** Data for this exercise follows **
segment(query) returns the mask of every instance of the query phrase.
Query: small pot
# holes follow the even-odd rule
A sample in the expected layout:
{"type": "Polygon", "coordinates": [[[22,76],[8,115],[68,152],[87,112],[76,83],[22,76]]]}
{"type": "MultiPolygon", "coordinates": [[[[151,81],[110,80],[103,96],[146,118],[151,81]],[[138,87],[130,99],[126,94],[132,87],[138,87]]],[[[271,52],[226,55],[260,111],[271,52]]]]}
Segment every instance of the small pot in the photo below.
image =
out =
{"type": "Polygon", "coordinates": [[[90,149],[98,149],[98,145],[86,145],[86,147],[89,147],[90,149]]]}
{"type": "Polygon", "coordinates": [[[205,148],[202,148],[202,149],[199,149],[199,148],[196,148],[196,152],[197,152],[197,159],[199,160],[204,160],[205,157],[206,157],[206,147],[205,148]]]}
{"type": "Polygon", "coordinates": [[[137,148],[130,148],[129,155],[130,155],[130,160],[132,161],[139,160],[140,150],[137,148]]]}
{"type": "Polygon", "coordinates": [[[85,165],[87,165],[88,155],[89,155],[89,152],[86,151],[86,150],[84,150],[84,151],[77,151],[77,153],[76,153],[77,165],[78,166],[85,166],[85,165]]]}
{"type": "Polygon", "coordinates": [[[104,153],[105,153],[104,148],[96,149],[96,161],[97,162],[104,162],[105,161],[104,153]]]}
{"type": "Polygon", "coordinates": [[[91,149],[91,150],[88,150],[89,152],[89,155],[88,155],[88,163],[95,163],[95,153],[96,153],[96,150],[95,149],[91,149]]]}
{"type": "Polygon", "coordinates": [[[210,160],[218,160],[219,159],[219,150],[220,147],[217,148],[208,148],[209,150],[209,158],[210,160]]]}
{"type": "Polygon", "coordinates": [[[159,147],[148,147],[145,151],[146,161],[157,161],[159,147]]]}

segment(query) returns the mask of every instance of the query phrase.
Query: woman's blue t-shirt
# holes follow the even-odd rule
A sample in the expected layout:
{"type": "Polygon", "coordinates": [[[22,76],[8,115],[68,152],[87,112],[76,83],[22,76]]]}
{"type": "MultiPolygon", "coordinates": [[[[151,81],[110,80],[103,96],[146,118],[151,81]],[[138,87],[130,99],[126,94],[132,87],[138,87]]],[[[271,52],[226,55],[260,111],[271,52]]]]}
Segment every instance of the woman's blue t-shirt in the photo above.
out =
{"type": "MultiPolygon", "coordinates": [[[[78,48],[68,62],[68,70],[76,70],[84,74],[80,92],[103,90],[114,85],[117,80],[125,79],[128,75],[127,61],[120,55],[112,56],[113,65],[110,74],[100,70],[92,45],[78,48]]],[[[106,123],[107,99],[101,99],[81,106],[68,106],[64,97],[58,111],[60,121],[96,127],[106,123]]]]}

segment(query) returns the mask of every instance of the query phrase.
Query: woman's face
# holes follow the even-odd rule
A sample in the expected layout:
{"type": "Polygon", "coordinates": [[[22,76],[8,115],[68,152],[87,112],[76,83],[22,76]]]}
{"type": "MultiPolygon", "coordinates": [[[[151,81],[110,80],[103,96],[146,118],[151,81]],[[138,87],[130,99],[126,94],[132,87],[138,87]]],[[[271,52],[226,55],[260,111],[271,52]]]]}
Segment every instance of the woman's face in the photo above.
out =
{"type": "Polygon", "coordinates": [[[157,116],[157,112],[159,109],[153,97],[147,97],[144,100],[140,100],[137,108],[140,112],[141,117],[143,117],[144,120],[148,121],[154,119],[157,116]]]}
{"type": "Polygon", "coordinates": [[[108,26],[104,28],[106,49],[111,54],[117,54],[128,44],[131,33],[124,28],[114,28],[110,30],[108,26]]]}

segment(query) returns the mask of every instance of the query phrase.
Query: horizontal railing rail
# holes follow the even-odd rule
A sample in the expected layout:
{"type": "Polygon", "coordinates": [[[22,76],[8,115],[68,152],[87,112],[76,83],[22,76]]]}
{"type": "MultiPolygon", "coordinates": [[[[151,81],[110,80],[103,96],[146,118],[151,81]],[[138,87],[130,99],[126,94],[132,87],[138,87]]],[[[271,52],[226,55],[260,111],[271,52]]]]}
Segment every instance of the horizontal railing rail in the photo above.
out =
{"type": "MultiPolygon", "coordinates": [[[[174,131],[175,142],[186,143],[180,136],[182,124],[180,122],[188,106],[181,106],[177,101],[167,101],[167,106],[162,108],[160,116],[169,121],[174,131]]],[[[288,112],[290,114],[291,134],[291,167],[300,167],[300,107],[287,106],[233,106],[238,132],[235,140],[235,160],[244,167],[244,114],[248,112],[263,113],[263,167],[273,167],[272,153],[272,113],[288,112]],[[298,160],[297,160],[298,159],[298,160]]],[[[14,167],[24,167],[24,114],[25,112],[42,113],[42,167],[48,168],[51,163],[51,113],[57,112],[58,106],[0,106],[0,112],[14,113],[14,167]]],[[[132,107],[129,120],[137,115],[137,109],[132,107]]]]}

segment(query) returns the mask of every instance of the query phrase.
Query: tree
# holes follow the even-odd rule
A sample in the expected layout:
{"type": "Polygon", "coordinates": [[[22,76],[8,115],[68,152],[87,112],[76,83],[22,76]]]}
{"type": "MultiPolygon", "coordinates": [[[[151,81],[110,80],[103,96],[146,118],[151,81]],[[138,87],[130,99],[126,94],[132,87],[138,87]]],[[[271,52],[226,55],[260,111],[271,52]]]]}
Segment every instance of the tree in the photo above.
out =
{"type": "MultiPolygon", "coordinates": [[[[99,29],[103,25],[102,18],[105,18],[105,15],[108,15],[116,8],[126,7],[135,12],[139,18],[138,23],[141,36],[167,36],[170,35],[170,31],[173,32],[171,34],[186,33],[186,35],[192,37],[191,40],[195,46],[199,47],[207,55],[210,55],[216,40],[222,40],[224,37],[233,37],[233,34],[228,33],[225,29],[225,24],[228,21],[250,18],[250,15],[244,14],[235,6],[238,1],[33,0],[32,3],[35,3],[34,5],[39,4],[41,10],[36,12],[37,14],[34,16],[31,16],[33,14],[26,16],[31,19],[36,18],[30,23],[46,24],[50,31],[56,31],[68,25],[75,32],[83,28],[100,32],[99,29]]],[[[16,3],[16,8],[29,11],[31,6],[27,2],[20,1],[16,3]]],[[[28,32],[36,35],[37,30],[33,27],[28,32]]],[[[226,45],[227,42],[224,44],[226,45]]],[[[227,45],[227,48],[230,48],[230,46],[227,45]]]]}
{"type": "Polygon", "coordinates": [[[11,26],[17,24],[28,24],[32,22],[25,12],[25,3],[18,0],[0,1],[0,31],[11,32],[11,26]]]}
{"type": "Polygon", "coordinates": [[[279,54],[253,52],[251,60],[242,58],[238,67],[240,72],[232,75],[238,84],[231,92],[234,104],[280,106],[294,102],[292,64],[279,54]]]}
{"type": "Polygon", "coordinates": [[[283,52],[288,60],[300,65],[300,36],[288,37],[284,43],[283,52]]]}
** End of Data for this exercise **
**Goal of the exercise**
If a line in the entries includes the word "photo", copy that line out.

**Result for this exercise**
Segment every instance of the small pot in the photo below.
Segment every instance of the woman's blue t-shirt in the photo above.
Segment every instance of the woman's face in the photo above.
Segment every instance of the horizontal railing rail in the photo above.
Segment every instance of the tree in the photo above.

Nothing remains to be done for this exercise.